BRIEF
Continue the passage on converting Markdown to plain text, starting right after its last sentence.

A blockquote with attribution goes in:
> The mind is everything. What you think, you become.
>
> — Buddha (attributed)
And comes out as:
> The mind is everything. What you think, you become.
>
> — Buddha (attributed)
The blockquote prefix stays. If you want it gone, strip leading > from each line in your destination.
What information is intentionally lost
The following Markdown content is removed, not preserved, in the plain output:
- Heading levels and the visual hierarchy they imply
- Bold, italic, strikethrough, and underline emphasis
- Link target URLs (text is kept; URL is gone)
- Code block language hints
- Code fence boundaries (content is kept as plain text)
- Inline code highlighting (content is kept; backticks gone)
- Table column alignment
- Image references (
becomes empty or alt-only depending on parsing) - Footnote references and definitions
- Reference-style link definitions
- HTML pass-through tags
This is the conversion's contract. The output is text in reading order, optimized for destinations that don't render any of these constructs.

INFORMATION SHOWN
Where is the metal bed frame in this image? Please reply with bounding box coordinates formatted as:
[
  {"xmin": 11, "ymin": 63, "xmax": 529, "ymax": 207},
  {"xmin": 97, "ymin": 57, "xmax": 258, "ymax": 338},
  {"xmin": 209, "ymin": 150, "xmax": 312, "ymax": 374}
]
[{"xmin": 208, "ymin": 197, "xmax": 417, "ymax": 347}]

RESPONSE AREA
Edge cases for LLM prompts and CRMs
LLM prompt token reduction. Stripping Markdown saves measurable tokens. A 1,000-word article with rich Markdown formatting (headings, bullet points, links, code blocks, bold) typically gets around 1,200 to 1,400 tokens; the same content as plain text is closer to 1,050 to 1,150. Over a long prompt with retrieved context, the savings compound.
CRM note field paste. Most CRMs (Salesforce, HubSpot, Pipedrive, Close) have plain-text note fields. Markdown source pasted there leaves visible asterisks and brackets. Convert before paste; the note reads naturally.
Customer support replies. Some support consoles render Markdown, many don't. When you draft a reply in Markdown for the structure but need to paste into a tool that doesn't render it, run through the plain converter first. The reply reads as polished prose.
Email plain-text body. Modern email is HTML, but transactional pipelines and some clients show plain-text fallback. If your campaign needs both HTML and plain-text bodies, draft in Markdown, render to HTML for the rich version, run through plain conversion for the fallback.
Search and full-text indexing. When indexing content for search (Algolia, ElasticSearch, Postgres full-text), Markdown markers in the indexed text reduce relevance. Strip first, index the plain version, link back to the Markdown source.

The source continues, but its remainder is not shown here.